Saved entries:
== Segment start ==

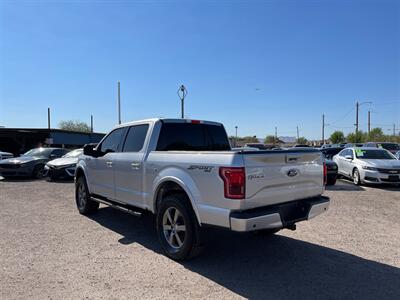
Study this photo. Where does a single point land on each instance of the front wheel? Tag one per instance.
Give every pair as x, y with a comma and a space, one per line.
331, 181
38, 172
356, 177
177, 228
84, 202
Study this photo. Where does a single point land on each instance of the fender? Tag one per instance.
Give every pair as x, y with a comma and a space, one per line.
184, 180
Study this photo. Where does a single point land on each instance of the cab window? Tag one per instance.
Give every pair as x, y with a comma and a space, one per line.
112, 142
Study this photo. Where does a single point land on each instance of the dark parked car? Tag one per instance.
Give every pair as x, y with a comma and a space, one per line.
391, 147
30, 164
329, 153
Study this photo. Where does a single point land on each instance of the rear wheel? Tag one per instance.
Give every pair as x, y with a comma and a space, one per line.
84, 202
177, 228
356, 177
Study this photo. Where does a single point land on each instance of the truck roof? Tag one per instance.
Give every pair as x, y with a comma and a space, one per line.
168, 120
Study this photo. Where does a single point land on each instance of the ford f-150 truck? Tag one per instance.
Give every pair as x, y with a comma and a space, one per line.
185, 173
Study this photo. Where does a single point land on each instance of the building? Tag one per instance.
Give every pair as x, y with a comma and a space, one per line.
20, 140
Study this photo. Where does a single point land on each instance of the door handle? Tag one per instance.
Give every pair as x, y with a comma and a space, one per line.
135, 165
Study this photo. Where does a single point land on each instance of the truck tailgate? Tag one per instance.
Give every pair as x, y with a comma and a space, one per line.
280, 176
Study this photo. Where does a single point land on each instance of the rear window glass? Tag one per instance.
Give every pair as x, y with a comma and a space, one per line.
389, 146
192, 137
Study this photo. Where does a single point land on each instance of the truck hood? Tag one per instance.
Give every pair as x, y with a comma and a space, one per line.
22, 160
381, 163
63, 161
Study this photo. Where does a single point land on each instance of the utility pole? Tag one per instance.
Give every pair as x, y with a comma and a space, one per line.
323, 129
91, 123
48, 118
369, 122
357, 106
119, 103
182, 92
236, 136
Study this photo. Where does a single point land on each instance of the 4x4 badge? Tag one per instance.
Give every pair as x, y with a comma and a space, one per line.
292, 172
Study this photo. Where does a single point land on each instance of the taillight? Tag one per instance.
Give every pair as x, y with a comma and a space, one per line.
234, 182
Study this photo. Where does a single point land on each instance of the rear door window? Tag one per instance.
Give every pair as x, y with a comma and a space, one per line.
112, 143
135, 138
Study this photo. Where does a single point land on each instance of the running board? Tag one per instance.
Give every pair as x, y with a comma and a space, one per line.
136, 211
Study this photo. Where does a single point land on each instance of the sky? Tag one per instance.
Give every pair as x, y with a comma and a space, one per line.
251, 64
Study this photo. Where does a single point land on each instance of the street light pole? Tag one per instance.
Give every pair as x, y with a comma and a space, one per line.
119, 104
357, 108
323, 129
48, 118
236, 136
182, 92
369, 122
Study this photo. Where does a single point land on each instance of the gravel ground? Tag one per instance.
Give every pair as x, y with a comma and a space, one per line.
48, 250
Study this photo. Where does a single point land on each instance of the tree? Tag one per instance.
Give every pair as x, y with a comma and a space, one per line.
269, 139
337, 137
358, 137
71, 125
376, 135
302, 140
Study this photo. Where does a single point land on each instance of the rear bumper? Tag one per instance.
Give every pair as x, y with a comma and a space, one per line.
279, 215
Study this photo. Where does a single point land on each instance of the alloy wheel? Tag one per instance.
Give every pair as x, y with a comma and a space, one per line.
82, 195
174, 228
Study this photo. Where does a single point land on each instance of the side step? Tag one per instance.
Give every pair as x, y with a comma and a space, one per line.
136, 211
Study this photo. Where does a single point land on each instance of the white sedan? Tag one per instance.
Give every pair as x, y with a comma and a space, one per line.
368, 165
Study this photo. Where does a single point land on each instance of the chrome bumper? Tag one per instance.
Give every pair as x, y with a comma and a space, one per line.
283, 215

== Segment end ==

**AIM OF THE EXERCISE**
Some lines in the records may hold "window"; state how many do, and give no more than that number.

**SOLUTION**
3